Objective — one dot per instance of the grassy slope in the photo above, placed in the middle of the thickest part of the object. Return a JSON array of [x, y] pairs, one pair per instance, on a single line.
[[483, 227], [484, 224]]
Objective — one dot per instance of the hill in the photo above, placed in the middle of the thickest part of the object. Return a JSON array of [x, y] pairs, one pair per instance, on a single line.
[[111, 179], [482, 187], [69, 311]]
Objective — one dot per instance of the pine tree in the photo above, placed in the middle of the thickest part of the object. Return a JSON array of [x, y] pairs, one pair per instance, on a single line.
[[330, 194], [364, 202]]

━━━

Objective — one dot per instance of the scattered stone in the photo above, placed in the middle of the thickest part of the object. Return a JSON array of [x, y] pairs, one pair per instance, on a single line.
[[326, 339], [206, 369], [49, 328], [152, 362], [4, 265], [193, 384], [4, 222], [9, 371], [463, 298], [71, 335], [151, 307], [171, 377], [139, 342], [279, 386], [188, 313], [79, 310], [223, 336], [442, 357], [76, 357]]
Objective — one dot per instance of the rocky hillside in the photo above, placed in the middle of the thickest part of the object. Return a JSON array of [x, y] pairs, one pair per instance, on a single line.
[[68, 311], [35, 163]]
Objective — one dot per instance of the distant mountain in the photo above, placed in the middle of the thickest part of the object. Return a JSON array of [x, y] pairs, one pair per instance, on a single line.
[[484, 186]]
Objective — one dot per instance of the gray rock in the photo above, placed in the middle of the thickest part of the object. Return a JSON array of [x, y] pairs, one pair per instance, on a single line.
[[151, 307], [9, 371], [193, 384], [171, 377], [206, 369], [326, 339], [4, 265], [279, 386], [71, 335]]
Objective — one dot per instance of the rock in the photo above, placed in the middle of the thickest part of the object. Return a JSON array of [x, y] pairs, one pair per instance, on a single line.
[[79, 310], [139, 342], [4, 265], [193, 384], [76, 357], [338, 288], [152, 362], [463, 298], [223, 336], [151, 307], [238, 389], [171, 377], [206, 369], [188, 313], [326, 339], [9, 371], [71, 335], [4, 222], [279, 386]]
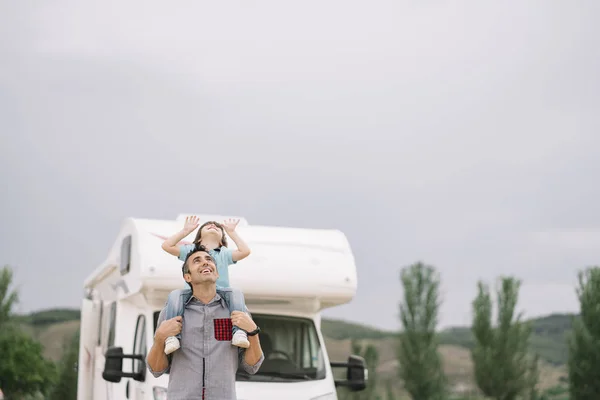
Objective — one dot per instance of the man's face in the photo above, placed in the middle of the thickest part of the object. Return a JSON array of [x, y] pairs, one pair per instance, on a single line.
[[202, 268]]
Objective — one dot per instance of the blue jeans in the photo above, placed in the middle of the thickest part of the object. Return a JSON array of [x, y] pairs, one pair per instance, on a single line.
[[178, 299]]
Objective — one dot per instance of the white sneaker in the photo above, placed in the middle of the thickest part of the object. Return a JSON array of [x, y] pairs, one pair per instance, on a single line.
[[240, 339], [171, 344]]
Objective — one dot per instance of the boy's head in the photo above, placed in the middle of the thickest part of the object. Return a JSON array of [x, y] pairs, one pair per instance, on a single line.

━━━

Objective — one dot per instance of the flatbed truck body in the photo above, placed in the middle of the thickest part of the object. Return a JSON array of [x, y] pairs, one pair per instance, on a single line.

━━━

### TASK DETAILS
Rewrite everything in the listing from the line containing "Objective — one dot per instance of the rock in" down to the line containing "Objective — one dot per instance of the boy's", changing "thickest part" to "widest part" and keeping all else unchanged. Leave the pictures out.

### REPLY
Objective — one dot per instance of the rock in the photo above, placed in the middle of the widest part of the object. Return a JSON array of [x, y] pairs, one pair per instance, on a single line.
[[79, 310], [139, 342], [4, 265], [193, 384], [76, 357], [338, 288], [152, 362], [463, 298], [223, 336], [151, 307], [238, 389], [171, 377], [206, 369], [188, 313], [326, 339], [9, 371], [71, 335], [4, 222], [279, 386]]
Objective — one dot per instance of the man's face in the photo above, placed in the middle of the widest part of the object. Return a JSON array of [x, y] pairs, one pair per instance, on a single line.
[[202, 268]]
Objective — one dot per instance of the blue jeans in the photo above, placed in the middle of the widest part of the object. Return a JSON array of [x, y] pairs, one pair per instance, on a single line.
[[178, 299]]
Objective — one dot per instance of the white sneaker in the photo above, placed in the middle of the widest part of the object. Return a JSON array of [x, y] pairs, one pair per instance, on a single line.
[[240, 339], [171, 344]]
Objective — one dot per instance of the boy's head in the photo above, placed in the middle of the widest part of the object. Return a JSON array of [x, y] pairs, one pair per instance, on a single line.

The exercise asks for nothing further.